• **Objective**: From the material below, output the lines between the line holding "Target: path to beach" and the line holding "Now the path", inclusive, as a Markdown table with the columns Row and Line. Number the rows in order and leave out blank lines.
** START Working data **
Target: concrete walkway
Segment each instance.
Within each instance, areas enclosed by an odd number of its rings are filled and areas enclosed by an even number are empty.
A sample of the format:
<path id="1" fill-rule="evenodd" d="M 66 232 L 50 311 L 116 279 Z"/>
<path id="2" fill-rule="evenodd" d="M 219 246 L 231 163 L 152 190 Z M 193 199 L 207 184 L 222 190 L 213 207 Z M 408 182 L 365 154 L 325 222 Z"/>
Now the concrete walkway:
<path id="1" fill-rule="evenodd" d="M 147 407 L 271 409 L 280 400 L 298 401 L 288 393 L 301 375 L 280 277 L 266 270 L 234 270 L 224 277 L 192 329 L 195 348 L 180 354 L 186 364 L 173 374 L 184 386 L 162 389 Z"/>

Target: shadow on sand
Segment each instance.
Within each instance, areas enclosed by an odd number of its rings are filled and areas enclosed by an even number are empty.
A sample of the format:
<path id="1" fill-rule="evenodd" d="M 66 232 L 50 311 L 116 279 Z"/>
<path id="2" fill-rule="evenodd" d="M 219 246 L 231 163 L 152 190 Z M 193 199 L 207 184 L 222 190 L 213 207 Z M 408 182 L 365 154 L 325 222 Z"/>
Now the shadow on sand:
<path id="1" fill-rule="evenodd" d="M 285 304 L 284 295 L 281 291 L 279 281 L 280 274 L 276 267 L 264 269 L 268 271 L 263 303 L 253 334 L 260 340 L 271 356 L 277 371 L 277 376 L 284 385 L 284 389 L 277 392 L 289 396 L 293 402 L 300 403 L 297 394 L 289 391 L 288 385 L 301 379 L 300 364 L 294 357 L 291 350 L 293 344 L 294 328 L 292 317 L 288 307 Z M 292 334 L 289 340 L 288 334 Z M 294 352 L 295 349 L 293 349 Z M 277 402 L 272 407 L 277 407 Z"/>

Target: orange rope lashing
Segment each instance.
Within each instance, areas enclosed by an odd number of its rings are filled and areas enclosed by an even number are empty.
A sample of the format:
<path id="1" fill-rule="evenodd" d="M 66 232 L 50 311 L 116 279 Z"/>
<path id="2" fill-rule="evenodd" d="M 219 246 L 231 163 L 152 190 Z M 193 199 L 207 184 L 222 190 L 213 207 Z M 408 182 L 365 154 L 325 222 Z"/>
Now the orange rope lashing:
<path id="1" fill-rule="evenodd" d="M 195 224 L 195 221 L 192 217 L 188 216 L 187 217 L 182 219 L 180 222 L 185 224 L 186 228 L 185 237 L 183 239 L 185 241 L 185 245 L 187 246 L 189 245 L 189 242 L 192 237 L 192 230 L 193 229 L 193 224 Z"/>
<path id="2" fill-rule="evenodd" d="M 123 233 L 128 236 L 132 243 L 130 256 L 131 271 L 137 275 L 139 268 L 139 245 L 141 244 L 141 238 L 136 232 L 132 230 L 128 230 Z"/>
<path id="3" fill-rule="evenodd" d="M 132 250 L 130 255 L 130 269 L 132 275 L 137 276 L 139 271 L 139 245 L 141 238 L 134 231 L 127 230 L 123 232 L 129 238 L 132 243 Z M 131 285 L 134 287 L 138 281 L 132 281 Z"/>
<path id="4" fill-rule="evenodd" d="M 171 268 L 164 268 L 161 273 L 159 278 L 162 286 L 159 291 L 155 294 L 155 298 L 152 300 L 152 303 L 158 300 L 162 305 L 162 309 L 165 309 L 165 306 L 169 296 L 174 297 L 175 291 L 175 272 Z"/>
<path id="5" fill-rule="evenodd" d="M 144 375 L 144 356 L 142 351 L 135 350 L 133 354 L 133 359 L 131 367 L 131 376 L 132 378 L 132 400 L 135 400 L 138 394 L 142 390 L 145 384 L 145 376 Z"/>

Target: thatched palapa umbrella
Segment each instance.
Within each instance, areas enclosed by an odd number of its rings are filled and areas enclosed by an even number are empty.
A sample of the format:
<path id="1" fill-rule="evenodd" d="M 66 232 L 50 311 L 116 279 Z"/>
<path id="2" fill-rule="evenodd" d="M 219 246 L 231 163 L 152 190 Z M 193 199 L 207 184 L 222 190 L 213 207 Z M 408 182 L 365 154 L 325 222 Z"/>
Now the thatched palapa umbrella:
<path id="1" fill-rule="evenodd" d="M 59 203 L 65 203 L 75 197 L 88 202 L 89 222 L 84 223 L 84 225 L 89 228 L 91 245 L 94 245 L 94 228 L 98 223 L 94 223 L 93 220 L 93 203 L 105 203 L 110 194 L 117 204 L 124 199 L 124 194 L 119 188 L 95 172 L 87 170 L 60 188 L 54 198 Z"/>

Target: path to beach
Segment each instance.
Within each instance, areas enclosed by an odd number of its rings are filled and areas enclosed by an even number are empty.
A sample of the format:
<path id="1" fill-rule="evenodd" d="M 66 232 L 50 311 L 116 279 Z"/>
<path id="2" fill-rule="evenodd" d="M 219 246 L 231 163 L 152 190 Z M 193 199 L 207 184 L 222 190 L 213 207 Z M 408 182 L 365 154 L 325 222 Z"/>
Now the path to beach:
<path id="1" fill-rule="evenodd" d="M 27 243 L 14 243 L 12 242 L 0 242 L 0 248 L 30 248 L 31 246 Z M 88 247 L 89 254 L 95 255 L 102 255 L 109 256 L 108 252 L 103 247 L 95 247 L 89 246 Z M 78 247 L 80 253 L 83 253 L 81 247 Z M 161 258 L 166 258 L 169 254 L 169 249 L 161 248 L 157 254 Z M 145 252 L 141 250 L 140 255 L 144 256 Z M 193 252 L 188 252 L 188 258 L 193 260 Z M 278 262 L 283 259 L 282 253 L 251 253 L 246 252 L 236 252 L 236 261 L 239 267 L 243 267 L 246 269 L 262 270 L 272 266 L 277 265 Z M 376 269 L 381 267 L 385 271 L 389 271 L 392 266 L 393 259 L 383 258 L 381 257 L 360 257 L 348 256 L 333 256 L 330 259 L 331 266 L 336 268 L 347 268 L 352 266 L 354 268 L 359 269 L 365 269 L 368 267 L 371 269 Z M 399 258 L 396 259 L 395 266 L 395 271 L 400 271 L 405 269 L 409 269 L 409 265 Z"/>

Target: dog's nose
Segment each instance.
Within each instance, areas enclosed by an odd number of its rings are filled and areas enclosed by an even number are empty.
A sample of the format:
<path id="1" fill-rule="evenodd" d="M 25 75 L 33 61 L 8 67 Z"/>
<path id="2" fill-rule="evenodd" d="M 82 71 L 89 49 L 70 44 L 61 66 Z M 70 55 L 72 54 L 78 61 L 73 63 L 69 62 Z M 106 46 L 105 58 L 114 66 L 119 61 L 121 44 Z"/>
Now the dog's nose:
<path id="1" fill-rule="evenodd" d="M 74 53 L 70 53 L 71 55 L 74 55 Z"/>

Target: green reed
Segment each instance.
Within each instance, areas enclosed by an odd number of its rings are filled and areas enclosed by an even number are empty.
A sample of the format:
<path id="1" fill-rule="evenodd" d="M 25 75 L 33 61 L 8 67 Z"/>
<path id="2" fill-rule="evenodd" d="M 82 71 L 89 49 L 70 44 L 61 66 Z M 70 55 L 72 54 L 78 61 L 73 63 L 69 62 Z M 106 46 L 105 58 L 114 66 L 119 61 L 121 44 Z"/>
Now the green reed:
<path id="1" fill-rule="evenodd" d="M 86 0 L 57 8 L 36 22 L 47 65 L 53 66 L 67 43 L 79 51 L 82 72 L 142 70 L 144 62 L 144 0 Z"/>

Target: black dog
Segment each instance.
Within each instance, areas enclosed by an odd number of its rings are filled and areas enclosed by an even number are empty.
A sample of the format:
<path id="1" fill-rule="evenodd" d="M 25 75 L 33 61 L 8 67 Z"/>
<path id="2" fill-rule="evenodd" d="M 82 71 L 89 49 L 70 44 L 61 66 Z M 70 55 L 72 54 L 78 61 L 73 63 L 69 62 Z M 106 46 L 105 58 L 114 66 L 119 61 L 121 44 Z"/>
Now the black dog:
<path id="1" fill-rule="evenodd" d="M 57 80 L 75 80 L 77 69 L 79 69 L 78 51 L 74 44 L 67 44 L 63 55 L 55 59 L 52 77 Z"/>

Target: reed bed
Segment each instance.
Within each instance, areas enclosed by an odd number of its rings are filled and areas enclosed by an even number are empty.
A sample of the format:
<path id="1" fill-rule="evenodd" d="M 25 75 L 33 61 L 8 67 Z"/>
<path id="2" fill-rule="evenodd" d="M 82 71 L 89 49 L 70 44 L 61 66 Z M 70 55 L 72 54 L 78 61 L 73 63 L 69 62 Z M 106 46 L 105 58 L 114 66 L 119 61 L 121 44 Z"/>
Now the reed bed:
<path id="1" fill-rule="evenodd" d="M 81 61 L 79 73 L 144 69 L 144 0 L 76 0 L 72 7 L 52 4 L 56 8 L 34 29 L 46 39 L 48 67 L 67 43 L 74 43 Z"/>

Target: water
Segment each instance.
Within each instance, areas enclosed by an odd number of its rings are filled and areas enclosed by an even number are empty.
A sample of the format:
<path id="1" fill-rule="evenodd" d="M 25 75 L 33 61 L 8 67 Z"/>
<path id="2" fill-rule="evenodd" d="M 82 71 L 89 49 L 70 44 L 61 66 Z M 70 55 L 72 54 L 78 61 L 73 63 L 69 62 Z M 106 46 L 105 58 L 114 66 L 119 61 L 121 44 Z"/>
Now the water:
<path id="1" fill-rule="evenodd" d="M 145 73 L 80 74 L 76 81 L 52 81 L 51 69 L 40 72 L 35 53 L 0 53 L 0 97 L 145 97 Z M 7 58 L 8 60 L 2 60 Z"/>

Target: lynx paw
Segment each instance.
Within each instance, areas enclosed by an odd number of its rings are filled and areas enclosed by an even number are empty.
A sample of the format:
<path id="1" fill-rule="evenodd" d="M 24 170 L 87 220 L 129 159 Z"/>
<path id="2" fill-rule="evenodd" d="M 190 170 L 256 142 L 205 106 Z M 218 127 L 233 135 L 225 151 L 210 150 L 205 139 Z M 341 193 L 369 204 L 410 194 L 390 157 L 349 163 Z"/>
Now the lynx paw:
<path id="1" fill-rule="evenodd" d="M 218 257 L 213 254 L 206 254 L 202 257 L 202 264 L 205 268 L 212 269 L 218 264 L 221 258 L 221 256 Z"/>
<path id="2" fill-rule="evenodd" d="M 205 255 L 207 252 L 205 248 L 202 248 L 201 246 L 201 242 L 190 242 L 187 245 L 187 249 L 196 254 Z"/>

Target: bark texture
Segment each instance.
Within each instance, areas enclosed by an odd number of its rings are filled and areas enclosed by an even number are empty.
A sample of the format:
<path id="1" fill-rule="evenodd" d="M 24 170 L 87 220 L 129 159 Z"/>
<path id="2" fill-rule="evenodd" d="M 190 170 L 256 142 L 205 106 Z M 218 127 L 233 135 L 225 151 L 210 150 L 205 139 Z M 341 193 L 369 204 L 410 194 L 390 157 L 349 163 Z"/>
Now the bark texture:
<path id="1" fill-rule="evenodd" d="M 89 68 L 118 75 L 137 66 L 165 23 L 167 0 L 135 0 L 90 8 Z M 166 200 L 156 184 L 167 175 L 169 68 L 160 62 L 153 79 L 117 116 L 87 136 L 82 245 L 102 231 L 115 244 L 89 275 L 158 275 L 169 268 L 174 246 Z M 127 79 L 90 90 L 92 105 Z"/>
** END Working data **
• **Written answer**:
| Row | Line |
|---|---|
| 1 | Target: path to beach |
| 2 | Segment each instance. |
| 3 | Within each instance, areas enclosed by an odd number of its rings are filled and areas enclosed by an even number are empty. |
| 4 | A sample of the format: |
| 5 | <path id="1" fill-rule="evenodd" d="M 66 232 L 50 311 L 116 279 Z"/> |
| 6 | <path id="2" fill-rule="evenodd" d="M 219 246 L 231 163 L 152 190 Z M 193 199 L 207 184 L 222 190 L 213 207 Z M 408 182 L 365 154 L 325 222 Z"/> |
| 7 | Now the path to beach: |